DIRECTIVE: Swap "one marker per instance" for "a single marker for each instance" everywhere in the entries below, and write all of them out again with nothing else changed. Leave the pictures out.

##########

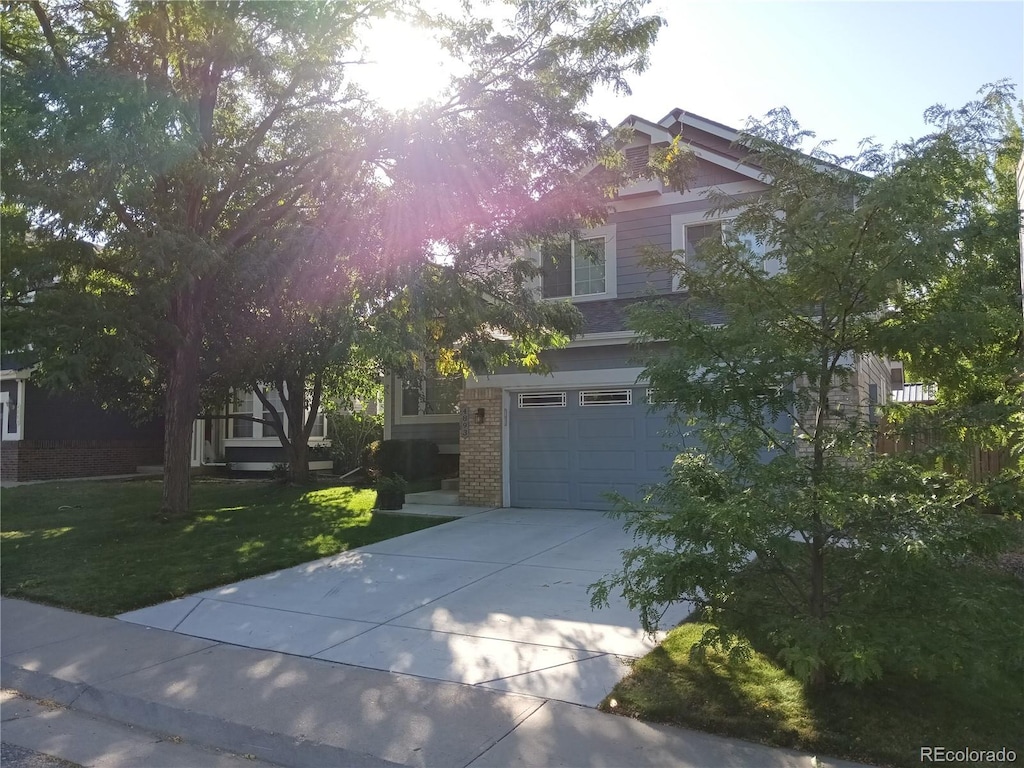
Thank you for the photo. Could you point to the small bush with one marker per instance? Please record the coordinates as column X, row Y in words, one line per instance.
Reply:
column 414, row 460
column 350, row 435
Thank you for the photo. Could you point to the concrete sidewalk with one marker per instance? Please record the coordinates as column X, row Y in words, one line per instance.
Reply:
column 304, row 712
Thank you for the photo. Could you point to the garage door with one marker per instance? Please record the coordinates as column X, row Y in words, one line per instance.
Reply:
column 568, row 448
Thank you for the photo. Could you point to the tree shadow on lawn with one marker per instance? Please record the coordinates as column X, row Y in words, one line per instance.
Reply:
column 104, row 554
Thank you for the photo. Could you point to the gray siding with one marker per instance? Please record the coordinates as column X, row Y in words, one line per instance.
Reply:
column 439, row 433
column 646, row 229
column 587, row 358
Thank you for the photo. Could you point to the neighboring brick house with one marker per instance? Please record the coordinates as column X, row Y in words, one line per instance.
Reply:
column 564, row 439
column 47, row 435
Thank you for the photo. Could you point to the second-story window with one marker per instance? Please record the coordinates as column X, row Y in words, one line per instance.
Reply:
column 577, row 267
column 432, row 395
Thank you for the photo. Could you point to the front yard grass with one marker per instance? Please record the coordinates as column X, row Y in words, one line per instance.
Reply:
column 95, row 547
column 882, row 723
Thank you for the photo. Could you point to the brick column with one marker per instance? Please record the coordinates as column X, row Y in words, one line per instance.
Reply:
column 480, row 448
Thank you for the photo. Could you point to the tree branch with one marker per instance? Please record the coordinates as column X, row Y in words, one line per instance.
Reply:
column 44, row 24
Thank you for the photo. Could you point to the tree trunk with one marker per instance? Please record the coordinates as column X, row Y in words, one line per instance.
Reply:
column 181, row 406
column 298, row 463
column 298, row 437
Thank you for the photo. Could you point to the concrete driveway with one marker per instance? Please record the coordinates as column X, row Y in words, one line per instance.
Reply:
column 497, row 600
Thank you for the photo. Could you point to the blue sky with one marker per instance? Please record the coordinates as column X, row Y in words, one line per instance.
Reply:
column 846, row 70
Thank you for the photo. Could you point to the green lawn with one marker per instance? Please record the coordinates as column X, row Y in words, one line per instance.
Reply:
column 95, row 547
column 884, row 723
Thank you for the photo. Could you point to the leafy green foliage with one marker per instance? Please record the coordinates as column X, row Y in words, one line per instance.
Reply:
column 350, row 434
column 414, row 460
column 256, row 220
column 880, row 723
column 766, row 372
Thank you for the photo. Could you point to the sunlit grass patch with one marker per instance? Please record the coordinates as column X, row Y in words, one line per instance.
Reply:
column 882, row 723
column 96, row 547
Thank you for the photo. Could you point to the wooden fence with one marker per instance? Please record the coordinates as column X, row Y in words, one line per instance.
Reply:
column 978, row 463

##########

REPLY TO THE EXERCISE:
Thank you for the photo. Could you point to the small bush with a single marker for each instance? Please record the coordinates as column X, row Y in words, one line per instance.
Reply:
column 414, row 460
column 350, row 435
Thank you for the photo. Could you point to the concrete sidewalk with a single marker for each instance? Please record the coordinates as column X, row Y in words, one line per instance.
Reply:
column 304, row 712
Thank you for the photo. Could you point to the garage door with a single marker for each instance? Please record the coordinates as column X, row Y in words, one line per instance.
Reply:
column 568, row 448
Thank you for the photo. Could you point to the tree shadow on lawn with a single marker for each instance? Please record the coordinates as column X, row Y in words, one line per instance.
Reply:
column 104, row 554
Thank you for the photo. Could you point to the gray siding with a single marker for each instance? Please record the coordinates as column X, row Y in words, one line per instance.
Reply:
column 439, row 433
column 646, row 229
column 587, row 358
Thank you for the photo. Could you point to the neighboring brick house with a single marker for each instance? Please record the coordinates as column X, row Y in words, one line per instance.
Reply:
column 564, row 439
column 47, row 435
Thank you for the photo. Could you point to the second-story window with a single marker for each instance? Please record the coordinates as column X, row Y in words, one line per instance.
Reply:
column 577, row 267
column 432, row 395
Thank you for the photo. Could you point to the front yard grass with a single marker for each instance? Please record the coordinates as column X, row Y in words, one line per instance.
Reply:
column 95, row 547
column 882, row 723
Thank you for the photo. Could you point to the brick column with a single marker for each instance? Please record the coordinates as column X, row Y in words, one line per instance.
Reply:
column 480, row 448
Thank you for the photo. Could you point to the tree branch with a single marker for each instance? Please record the coordinates as column X, row Y in words, one line per instance.
Reply:
column 44, row 24
Thank you for the photo. Could you point to the tree trunk with a single marker for each instance? Please record the coordinates as column X, row Y in words, one line per instance.
Reply:
column 181, row 406
column 298, row 463
column 298, row 437
Thank you for the photo. Could you point to the concrete driveway with a single marker for each instance? Please record the coordinates as column X, row Y in words, one line per instance.
Reply:
column 497, row 600
Thank you for the photo. Could you point to the blue sky with a single marker for each instance? Please record the coordinates as column X, row Y in words, one line per instance.
Reply:
column 846, row 70
Thank you for the photo. Could you point to the green lawn with a single marker for each instance? Please record the coordinates as column X, row Y in words, one line per instance.
Reply:
column 95, row 547
column 884, row 723
Thank you for the photo. Could you point to the leafy green foliage with a single marker for each instance? Please record the coordinates as column X, row Y in words, one line per instance.
Reply:
column 350, row 434
column 414, row 460
column 256, row 220
column 880, row 723
column 766, row 372
Thank you for the photo. Could you point to the sunlit grass patch with a single marker for each instance? Please record the coordinates as column X, row Y in words, one line per instance.
Reply:
column 882, row 723
column 96, row 547
Thank you for the photo. Could you point to the wooden fence with a single marker for each instance? Please record the coordinates as column X, row Y in words, one line per instance.
Reply:
column 978, row 463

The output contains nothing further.